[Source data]
----------

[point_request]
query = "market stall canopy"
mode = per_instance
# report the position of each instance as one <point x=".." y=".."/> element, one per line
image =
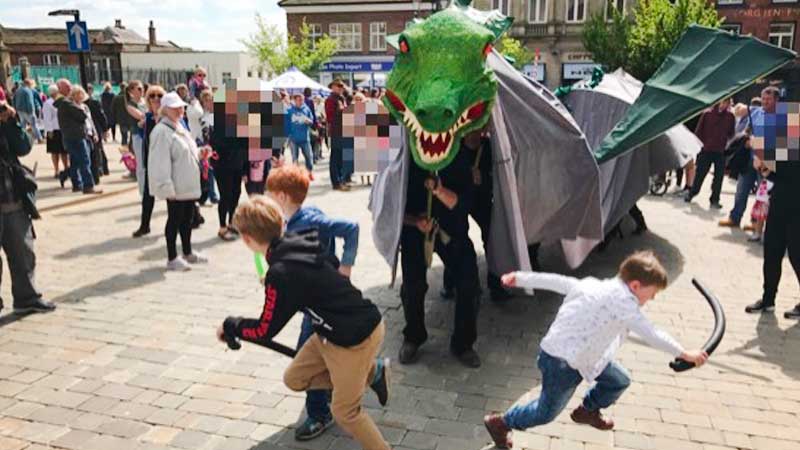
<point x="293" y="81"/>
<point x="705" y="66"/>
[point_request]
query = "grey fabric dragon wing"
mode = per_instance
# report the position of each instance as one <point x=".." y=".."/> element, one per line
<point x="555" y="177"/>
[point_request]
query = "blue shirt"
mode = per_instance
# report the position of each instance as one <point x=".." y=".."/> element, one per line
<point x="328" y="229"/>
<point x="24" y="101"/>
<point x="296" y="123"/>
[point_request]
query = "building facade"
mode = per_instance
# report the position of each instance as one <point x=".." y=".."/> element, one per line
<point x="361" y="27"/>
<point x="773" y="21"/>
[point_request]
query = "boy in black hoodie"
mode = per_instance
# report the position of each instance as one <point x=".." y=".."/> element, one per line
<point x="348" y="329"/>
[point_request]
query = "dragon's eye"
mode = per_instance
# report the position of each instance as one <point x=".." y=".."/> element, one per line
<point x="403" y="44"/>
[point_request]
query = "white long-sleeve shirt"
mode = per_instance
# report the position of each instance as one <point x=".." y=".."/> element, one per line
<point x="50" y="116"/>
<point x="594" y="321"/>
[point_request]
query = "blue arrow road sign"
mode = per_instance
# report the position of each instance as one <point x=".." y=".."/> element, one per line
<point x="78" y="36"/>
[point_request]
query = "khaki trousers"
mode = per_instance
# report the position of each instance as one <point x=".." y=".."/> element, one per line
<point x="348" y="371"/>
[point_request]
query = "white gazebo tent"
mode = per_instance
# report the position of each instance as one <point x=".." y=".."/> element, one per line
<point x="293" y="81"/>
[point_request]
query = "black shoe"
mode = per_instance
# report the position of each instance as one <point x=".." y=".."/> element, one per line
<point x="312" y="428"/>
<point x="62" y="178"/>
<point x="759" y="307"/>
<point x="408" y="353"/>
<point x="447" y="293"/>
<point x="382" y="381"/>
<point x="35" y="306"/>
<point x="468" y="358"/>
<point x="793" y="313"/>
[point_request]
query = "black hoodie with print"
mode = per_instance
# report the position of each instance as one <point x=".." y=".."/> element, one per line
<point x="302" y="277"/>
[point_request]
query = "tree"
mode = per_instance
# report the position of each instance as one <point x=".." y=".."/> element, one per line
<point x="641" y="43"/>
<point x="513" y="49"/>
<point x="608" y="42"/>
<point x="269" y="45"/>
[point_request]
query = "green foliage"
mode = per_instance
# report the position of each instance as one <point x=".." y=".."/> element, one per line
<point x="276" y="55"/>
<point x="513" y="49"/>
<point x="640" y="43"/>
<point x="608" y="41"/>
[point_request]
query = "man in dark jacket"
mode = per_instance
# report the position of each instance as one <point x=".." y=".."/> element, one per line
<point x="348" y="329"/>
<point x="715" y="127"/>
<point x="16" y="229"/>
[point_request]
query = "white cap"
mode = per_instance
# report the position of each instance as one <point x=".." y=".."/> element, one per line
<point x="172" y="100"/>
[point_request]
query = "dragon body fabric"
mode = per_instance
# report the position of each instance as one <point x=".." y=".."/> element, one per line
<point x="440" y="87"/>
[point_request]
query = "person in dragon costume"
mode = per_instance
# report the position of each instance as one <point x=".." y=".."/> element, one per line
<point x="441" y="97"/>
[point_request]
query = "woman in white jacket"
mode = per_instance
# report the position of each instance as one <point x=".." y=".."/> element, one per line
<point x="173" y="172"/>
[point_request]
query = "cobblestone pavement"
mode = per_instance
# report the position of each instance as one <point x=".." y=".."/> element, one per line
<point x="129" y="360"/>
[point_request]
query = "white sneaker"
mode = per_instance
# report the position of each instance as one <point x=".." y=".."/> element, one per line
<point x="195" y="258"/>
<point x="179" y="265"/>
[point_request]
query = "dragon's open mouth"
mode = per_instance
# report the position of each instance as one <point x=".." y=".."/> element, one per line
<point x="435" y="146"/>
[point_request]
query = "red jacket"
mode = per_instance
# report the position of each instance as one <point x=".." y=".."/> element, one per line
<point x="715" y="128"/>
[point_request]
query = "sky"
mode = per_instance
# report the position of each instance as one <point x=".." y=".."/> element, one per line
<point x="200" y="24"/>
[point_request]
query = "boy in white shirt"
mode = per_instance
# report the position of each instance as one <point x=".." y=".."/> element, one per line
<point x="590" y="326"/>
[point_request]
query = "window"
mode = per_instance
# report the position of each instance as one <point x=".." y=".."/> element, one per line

----------

- WHAT IS EXPECTED: Set down every record once more, word for word, without pictures.

- RESPONSE FOR THIS EXERCISE:
[point_request]
query = "market stall canopy"
mode = per_instance
# report the position of each instance as one <point x=".." y=".."/> element, one per line
image =
<point x="293" y="81"/>
<point x="705" y="66"/>
[point_request]
query = "grey fabric dragon wing"
mode = per_instance
# report the position of each instance as one <point x=".." y=".."/> element, one per line
<point x="555" y="177"/>
[point_request]
query = "blue shirt"
mode = per_instance
# report the position of each instance as one <point x=".." y=".."/> element, one per line
<point x="328" y="229"/>
<point x="24" y="101"/>
<point x="296" y="123"/>
[point_request]
query = "building facade"
mode = per_instance
# report the position of each instance as one <point x=".." y=".."/> element, one per line
<point x="361" y="27"/>
<point x="773" y="21"/>
[point_request]
query = "boy in black hoodie"
mode = per_instance
# report the position of each instance as one <point x=".." y=".."/> element, one per line
<point x="348" y="329"/>
[point_request]
query = "dragon's eye"
mode = per_instance
# report the position of each instance as one <point x=".." y=".."/> element, one per line
<point x="403" y="44"/>
[point_request]
query = "white long-sleeve shirt"
mode = per_instance
# report the position of each instance as one <point x=".." y=".."/> element, one per line
<point x="50" y="116"/>
<point x="594" y="321"/>
[point_request]
query = "blue arrow road sign"
mode = per_instance
# report the position of each instance as one <point x=".." y=".."/> element, one per line
<point x="78" y="36"/>
[point_request]
query = "khaki trousers"
mode = per_instance
# report the position of each instance as one <point x=".." y=".."/> element, one per line
<point x="348" y="371"/>
[point_request]
query = "white gazebo tent"
mode = per_instance
# report the position of each instance as one <point x=".." y=".."/> element, one per line
<point x="293" y="81"/>
[point_request]
query = "black shoe"
mode = per_instance
# report the position of each instance as one <point x=".." y=".."/> element, one per line
<point x="312" y="428"/>
<point x="62" y="178"/>
<point x="759" y="307"/>
<point x="408" y="353"/>
<point x="447" y="293"/>
<point x="382" y="381"/>
<point x="35" y="306"/>
<point x="468" y="358"/>
<point x="793" y="313"/>
[point_request]
query = "black hoodie with print"
mode = per_instance
# report the position of each instance as one <point x=".." y=".."/> element, one per line
<point x="302" y="277"/>
[point_request]
query = "tree"
mode = per_instance
# report the position of each instance as one <point x=".." y=".."/> element, one per line
<point x="641" y="43"/>
<point x="513" y="49"/>
<point x="608" y="42"/>
<point x="269" y="45"/>
[point_request]
query = "green foliage"
mode = per_instance
# report the position of each instance as one <point x=".." y=".."/> element, one per line
<point x="276" y="55"/>
<point x="513" y="49"/>
<point x="640" y="43"/>
<point x="608" y="41"/>
[point_request]
query = "man in dark jacket"
mode = per_instance
# report the position of each instance as one <point x=".." y=".."/> element, one per line
<point x="348" y="329"/>
<point x="715" y="127"/>
<point x="16" y="229"/>
[point_request]
query = "white cap"
mode = per_instance
# report the position of each instance as one <point x=".." y=".."/> element, one per line
<point x="172" y="100"/>
[point_request]
query = "dragon body fabric"
mode = per_instance
# report the position of each instance as one <point x=".." y=".."/> element, one per line
<point x="440" y="87"/>
[point_request]
query = "person in dragon costume"
mode = per_instance
# report the position of each instance as one <point x=".." y=".."/> element, one per line
<point x="441" y="97"/>
[point_request]
query = "woman in white jacket"
mode = per_instance
# report the position of each instance as one <point x=".." y=".."/> element, one per line
<point x="173" y="172"/>
[point_request]
query = "cobblestone pavement"
mode = per_instance
# report the position of each instance as one <point x=".." y=".."/> element, one per line
<point x="129" y="360"/>
[point_request]
query = "white sneaker"
mode = per_instance
# report the position of each instance as one <point x=".." y=".."/> element, one per line
<point x="195" y="258"/>
<point x="179" y="265"/>
[point_request]
query = "dragon's open mouth"
mode = per_instance
# report the position of each instance as one <point x=".." y=".."/> element, one per line
<point x="435" y="146"/>
[point_request]
query = "red jacket"
mode = per_instance
# report the position of each instance as one <point x=".." y=".."/> element, one per line
<point x="715" y="128"/>
[point_request]
query = "sky"
mode = per_instance
# report the position of each instance as one <point x=".." y=".."/> element, one per line
<point x="200" y="24"/>
[point_request]
query = "boy in white shirt"
mode = per_instance
# report the position of each instance as one <point x=".." y=".."/> element, one per line
<point x="590" y="326"/>
[point_request]
query = "window"
mode = per_instance
# report the position of each instance as one <point x=".." y=".."/> element, one per line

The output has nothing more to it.